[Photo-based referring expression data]
════
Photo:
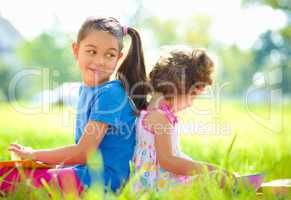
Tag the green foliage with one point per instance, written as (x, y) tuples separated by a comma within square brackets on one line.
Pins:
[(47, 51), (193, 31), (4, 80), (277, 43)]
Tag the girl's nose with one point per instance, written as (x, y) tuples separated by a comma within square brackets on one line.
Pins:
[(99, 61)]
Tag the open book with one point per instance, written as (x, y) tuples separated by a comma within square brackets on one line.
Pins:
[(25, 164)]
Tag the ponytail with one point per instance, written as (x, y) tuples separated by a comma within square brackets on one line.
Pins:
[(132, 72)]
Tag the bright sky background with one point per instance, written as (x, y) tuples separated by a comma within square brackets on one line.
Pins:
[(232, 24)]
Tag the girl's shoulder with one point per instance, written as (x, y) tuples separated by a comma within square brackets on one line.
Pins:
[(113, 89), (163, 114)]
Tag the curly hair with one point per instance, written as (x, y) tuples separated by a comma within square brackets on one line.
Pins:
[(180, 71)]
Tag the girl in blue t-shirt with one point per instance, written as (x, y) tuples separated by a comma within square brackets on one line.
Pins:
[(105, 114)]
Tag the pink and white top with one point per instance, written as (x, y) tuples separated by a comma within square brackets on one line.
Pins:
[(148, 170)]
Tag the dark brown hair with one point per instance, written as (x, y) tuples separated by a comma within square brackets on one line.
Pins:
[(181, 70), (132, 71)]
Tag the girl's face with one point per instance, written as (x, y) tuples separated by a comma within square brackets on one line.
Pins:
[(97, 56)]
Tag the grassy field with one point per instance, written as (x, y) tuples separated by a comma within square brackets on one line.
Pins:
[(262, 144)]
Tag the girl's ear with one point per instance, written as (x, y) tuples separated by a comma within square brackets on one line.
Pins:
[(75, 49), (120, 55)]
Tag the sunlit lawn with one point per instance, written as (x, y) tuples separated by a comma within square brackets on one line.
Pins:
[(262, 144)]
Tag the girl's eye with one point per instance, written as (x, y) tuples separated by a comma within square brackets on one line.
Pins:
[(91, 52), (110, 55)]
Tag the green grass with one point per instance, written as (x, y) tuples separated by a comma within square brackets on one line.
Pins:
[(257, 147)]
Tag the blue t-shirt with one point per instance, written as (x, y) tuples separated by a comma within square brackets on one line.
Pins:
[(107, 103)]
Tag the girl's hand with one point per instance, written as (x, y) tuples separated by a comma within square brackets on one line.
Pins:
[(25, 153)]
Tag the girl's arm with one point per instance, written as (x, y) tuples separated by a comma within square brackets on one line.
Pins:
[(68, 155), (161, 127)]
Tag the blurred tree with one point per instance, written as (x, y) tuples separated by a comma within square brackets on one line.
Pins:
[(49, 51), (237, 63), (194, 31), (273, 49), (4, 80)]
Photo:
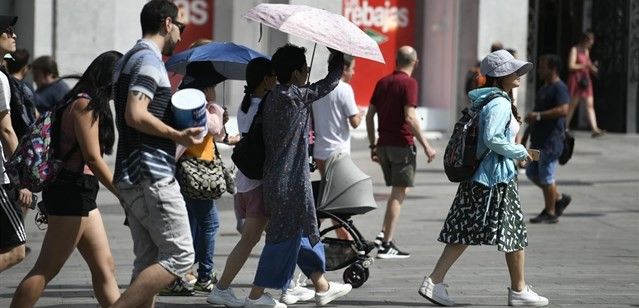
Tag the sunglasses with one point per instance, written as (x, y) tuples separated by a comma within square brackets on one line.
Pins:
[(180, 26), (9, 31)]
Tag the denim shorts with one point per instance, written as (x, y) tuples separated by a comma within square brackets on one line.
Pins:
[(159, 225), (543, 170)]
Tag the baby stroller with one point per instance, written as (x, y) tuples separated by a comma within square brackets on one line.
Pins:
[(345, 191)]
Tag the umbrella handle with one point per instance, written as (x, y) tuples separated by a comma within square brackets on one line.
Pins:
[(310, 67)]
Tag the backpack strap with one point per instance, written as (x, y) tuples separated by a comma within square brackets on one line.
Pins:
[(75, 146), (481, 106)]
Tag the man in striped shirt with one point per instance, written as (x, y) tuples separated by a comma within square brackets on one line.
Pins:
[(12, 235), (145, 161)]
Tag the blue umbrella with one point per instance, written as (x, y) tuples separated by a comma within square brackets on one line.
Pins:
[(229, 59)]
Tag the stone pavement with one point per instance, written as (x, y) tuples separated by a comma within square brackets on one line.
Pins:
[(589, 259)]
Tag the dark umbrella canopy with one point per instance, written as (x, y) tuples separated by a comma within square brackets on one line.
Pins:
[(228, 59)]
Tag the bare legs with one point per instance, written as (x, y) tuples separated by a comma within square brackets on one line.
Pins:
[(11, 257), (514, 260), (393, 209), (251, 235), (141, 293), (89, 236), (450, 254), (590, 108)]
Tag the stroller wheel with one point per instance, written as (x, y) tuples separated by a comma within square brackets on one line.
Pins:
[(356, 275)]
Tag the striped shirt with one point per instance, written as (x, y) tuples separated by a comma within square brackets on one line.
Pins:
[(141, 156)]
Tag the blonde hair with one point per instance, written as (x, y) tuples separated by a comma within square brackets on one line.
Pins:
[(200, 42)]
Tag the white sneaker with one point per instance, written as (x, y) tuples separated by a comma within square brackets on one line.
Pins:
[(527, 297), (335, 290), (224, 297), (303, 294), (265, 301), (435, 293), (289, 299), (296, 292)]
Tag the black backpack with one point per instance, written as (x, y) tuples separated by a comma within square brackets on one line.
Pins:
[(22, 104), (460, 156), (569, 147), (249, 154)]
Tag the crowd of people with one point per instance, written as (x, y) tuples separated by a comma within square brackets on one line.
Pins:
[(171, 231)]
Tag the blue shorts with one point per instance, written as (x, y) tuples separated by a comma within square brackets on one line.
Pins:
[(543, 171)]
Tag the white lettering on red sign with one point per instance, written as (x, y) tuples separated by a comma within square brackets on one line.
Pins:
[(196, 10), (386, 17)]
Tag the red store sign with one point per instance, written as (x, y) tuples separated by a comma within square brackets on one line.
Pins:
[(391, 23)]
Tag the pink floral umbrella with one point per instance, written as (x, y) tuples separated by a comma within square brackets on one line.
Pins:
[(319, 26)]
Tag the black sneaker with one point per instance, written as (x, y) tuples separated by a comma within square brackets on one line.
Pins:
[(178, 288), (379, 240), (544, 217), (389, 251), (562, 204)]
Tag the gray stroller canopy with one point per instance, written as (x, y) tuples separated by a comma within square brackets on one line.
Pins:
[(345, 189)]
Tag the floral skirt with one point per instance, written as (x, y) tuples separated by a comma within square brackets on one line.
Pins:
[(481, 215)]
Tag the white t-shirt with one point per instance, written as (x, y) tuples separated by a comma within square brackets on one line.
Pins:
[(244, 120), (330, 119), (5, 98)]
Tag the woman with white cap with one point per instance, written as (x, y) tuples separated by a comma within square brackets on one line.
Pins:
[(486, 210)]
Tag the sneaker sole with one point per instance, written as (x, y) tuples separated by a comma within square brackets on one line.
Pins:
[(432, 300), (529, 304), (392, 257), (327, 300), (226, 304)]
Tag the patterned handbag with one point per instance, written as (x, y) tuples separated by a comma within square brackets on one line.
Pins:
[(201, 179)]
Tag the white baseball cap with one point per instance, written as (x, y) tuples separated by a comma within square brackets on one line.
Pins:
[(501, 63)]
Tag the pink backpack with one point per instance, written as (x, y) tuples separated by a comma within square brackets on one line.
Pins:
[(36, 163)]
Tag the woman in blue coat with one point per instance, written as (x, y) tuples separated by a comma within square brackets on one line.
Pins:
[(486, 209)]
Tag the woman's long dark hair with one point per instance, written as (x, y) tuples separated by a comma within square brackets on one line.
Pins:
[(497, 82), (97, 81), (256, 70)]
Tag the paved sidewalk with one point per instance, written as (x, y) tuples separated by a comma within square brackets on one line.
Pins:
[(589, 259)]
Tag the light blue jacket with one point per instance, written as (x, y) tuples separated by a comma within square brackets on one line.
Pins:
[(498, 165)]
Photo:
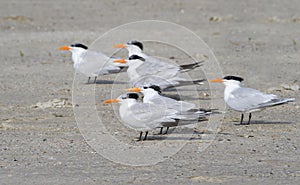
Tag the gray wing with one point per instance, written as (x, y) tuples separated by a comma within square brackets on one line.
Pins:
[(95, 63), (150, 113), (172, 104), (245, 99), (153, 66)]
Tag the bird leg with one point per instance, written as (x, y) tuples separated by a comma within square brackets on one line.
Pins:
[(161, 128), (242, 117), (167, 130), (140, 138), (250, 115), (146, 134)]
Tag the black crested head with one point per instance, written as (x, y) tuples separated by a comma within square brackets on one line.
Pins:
════
- WHAT IS EXPECTED -
From the records above, retype only the lines starting at the line that contains "Tag the sunglasses" and ending at the line that contains "Tag the man", both included.

- RESPONSE BOX -
Tag the sunglasses with one point per instance, written as (x, y) tuples separated by a comma within square brackets on one line.
Pins:
[(180, 26), (9, 31)]
Tag the denim shorts with one point per instance, written as (x, y) tuples separated by a comma within square brackets on one line.
Pins:
[(159, 225), (543, 170)]
Tag the baby stroller with one point per instance, written as (x, y) tuples separated by a comma within square brackets on one line.
Pins:
[(345, 191)]
Tag the umbrella handle with one point per instance, written as (x, y) tuples separated by a comma within square brackets on one line.
Pins:
[(310, 67)]
Tag the backpack strap with one point per instance, written as (x, y) tuples separated by a comma within square brackets on one line.
Pins:
[(75, 146), (481, 106)]
Tag the man in striped shirt with one point per instance, written as (x, y) tuples separated by a comma within square brackets on one line.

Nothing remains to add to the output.